◆ PASSAGE FOR REVIEW:
▼

I guess what is interesting to me at this point is that after years of resistance, caused by the knowledge that these medicines can cause health problems, because they did--lasting health problems--I am AGAIN tempted to take them. AGAIN. For me, mental health medicine is basically rolling the dice. A teeny alleviation of symptoms v. possible long term health disasters like weight you cannot lose, liver reactions, etc. There are real side effects. Why do I want to roll that die again? A: I want life to be easier. Am I copping out? Can't I just be brave? It's only suicidal misery until June. And then only off and on.
I sound like a Scientologist, I know. I'm talking about SSRIs, for depression and anxiety, etc. Not psychosis. With psychosis, one has no options. With depression and anxiety, there are options. I find it difficult to think, speak, go to sleep, get out of bed, remember to eat, remember anything. I take no pleasure in life. I'm like an automaton, projecting what looks like normalcy. Honestly, I am not in some kind of conspiracy theory about psychiatrists. I think there is a hope on the part of doctors to help people, there is an enormous amount of money to be made and there are possible medicines that have minute benefits for most people but more substantial benefits for a minority. So of course, people use the medicines. We have a very interventionist medical culture.

▲

◆ DATA EXTRACTS:
▼

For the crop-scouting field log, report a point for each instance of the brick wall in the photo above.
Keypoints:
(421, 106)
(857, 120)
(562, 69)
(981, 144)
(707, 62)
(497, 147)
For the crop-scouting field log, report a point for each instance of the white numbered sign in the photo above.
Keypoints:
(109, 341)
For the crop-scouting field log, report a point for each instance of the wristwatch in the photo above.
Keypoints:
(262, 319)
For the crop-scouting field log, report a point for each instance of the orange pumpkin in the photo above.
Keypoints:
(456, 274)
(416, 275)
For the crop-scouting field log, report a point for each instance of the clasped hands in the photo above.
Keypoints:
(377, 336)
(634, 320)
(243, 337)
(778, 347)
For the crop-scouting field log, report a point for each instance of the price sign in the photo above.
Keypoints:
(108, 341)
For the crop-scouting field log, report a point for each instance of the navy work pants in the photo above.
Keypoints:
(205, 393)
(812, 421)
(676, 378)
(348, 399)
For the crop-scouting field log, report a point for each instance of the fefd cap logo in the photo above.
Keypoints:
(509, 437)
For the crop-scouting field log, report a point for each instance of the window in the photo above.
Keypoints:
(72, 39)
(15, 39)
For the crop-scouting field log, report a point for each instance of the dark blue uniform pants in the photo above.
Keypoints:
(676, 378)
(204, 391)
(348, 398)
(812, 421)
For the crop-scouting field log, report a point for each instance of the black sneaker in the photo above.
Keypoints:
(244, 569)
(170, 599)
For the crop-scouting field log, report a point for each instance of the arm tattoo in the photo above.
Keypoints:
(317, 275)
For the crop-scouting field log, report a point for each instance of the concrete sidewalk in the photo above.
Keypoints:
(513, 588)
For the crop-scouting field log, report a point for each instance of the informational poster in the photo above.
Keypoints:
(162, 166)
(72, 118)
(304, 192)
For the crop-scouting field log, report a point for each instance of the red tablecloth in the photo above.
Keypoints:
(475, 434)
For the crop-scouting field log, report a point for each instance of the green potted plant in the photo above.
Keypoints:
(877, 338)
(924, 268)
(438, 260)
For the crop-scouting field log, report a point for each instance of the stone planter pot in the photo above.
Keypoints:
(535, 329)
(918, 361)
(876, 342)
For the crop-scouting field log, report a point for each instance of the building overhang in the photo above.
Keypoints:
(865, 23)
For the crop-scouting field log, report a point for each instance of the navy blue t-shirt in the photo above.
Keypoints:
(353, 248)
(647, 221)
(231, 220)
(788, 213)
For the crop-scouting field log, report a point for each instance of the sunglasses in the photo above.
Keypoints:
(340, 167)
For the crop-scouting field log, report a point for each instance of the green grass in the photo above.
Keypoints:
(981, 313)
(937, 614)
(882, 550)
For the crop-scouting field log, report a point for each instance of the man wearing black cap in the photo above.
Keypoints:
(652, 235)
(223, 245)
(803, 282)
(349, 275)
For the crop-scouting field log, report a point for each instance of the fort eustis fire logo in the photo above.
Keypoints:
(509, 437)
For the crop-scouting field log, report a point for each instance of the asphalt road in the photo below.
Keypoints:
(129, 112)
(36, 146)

▲

◆ THINGS TO DO:
1. In the passage on mental health medicine, why had the writer resisted taking these medicines for years? Answer in one to three sentences.
2. From the passage on mental health medicine, reproduce word for word the part that opens with the words containing "I sound like" and closes with "interventionist medical culture.".

◆ ANSWERS TO THIS EXERCISE:
1. The writer had resisted because of the knowledge that these medicines can cause health problems. They had already caused the writer lasting health problems.

2.
I sound like a Scientologist, I know. I'm talking about SSRIs, for depression and anxiety, etc. Not psychosis. With psychosis, one has no options. With depression and anxiety, there are options. I find it difficult to think, speak, go to sleep, get out of bed, remember to eat, remember anything. I take no pleasure in life. I'm like an automaton, projecting what looks like normalcy. Honestly, I am not in some kind of conspiracy theory about psychiatrists. I think there is a hope on the part of doctors to help people, there is an enormous amount of money to be made and there are possible medicines that have minute benefits for most people but more substantial benefits for a minority. So of course, people use the medicines. We have a very interventionist medical culture.